■ Passage given
Ellen Louks Fairclough (born 1905) was Canada's first female Cabinet minister. Preferring example to preaching in advancing women's rights, she was her country's outstanding example of a woman successful as wife, mother, businesswoman, and public servant.

Born in Hamilton, Ontario, on Jan. 28, 1905, Ellen Louks was the daughter of Norman Ellsworth Cook and Nellie Bell Louks. She was educated in Hamilton public and secondary schools, graduating at the age of 16. After a brief stint as a stenographer, she became an accountant. In 1931 she married D. H. Gordon Fairclough, owner and operator of a printing company.

Attracted by Politics

Fairclough's interest in politics dated from the time she and her husband helped organize the Young Conservative Association of Hamilton. In 1935 she started her own accounting firm and continued to operate it until becoming a member of the government in 1957. After World War II she decided to seek municipal office. She was defeated in her first attempt for the office of alderman of Hamilton. However, when the sitting alderman resigned within a few months, she was elected to fill the vacant post, in which she served from 1946 to 1949. In 1950 she served as municipal controller and deputy mayor.

In 1949 in the general election Fairclough won the nomination as the Progressive Conservative candidate for a seat in the House of Commons from the constituency of Hamilton West, but she failed to unseat the incumbent. When he resigned, she won his seat in a by-election in 1950.

As the new member of the opposition party, Fairclough soon made her mark as an informed and constructive critic of the government. Representing a riding, or electoral district, in a large urban industrial city, she had a compelling interest in labor matters. In the fall of 1950, she served as a member of Canada's delegation to the United Nations. In 1951 she was named chairman of the Labour Committee of the Opposition caucus and chief spokesperson of her party on labor matters.

■ Stored data
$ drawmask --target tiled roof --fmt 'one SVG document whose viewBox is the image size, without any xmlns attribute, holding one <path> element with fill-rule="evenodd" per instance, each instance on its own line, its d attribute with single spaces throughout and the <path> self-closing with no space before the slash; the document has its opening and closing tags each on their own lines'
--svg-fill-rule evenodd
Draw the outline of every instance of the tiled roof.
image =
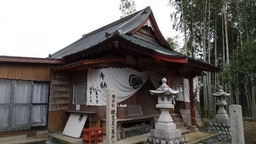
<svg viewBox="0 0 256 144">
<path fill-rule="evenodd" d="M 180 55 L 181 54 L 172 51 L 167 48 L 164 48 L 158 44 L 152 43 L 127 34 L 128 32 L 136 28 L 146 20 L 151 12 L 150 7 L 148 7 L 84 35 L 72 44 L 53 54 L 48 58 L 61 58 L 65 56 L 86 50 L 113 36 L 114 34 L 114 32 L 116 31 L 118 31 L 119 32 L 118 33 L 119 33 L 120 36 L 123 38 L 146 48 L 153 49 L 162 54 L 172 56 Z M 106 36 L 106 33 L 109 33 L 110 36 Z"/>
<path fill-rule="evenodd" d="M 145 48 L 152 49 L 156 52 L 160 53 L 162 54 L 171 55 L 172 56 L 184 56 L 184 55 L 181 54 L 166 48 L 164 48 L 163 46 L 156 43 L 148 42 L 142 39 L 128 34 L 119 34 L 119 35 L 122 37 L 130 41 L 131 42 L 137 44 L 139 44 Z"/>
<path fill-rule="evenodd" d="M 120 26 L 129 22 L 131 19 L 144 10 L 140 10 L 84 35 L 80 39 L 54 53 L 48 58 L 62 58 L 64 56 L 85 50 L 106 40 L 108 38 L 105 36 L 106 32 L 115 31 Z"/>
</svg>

* * *

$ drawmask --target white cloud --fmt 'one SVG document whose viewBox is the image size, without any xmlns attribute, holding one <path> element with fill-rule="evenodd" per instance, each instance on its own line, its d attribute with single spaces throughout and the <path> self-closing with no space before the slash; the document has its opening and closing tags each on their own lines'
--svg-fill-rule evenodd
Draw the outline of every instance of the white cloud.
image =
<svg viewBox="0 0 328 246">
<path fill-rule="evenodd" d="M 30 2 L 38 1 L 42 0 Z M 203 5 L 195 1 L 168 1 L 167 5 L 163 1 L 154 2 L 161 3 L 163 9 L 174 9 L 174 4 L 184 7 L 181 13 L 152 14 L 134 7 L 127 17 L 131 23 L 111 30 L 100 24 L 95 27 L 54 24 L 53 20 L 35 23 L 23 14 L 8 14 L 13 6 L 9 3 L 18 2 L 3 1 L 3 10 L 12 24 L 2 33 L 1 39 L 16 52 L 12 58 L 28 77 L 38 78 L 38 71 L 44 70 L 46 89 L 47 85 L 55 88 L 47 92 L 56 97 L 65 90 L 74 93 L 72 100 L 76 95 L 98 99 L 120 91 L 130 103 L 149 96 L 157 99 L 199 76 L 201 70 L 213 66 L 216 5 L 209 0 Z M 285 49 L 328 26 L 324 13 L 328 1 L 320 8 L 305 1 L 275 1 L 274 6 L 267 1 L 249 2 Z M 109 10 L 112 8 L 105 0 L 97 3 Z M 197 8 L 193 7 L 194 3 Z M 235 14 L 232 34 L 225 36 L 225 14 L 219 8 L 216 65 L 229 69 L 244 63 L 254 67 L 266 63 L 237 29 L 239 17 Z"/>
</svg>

...

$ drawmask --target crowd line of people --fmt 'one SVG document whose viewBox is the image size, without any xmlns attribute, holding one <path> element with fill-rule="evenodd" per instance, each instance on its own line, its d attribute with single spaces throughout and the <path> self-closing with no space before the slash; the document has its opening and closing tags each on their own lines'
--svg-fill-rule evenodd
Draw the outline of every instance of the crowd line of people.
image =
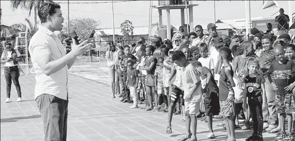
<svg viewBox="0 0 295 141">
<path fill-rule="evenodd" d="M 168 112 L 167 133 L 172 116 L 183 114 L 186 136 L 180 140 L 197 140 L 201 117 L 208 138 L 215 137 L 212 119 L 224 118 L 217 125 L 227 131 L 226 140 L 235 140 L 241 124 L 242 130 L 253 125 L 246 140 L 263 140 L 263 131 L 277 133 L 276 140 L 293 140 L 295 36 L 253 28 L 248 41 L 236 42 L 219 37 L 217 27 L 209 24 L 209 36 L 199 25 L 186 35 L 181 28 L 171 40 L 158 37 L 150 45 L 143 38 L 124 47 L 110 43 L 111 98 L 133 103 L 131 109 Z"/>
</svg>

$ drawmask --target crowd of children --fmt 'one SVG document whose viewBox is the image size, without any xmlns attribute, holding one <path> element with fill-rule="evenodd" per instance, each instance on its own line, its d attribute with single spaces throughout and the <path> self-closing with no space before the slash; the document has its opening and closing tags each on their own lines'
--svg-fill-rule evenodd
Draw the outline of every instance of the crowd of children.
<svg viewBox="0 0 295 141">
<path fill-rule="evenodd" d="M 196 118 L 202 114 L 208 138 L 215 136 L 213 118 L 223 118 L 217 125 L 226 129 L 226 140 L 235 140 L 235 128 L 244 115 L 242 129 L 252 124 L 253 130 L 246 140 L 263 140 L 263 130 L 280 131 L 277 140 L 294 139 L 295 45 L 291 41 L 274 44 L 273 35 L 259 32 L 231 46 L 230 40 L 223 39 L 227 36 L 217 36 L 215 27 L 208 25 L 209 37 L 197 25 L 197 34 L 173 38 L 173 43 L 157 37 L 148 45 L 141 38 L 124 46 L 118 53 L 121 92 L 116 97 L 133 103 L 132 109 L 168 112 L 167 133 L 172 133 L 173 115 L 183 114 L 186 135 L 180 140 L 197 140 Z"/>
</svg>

■ Exercise 1
Answer these questions using the passage on Ellen Fairclough:
(a) In what year did she marry D. H. Gordon Fairclough?
(b) During which years did she serve as alderman of Hamilton?
(c) In the fall of 1950, on what delegation did she serve?
■ Exercise 2
Set down the passage on Ellen Fairclough verbatim from "Born in Hamilton, Ontario, on" up to and including "a printing company.".

■ Output 1
(a) 1931
(b) 1946 to 1949
(c) Canada's delegation to the United Nations

■ Output 2
Born in Hamilton, Ontario, on Jan. 28, 1905, Ellen Louks was the daughter of Norman Ellsworth Cook and Nellie Bell Louks. She was educated in Hamilton public and secondary schools, graduating at the age of 16. After a brief stint as a stenographer, she became an accountant. In 1931 she married D. H. Gordon Fairclough, owner and operator of a printing company.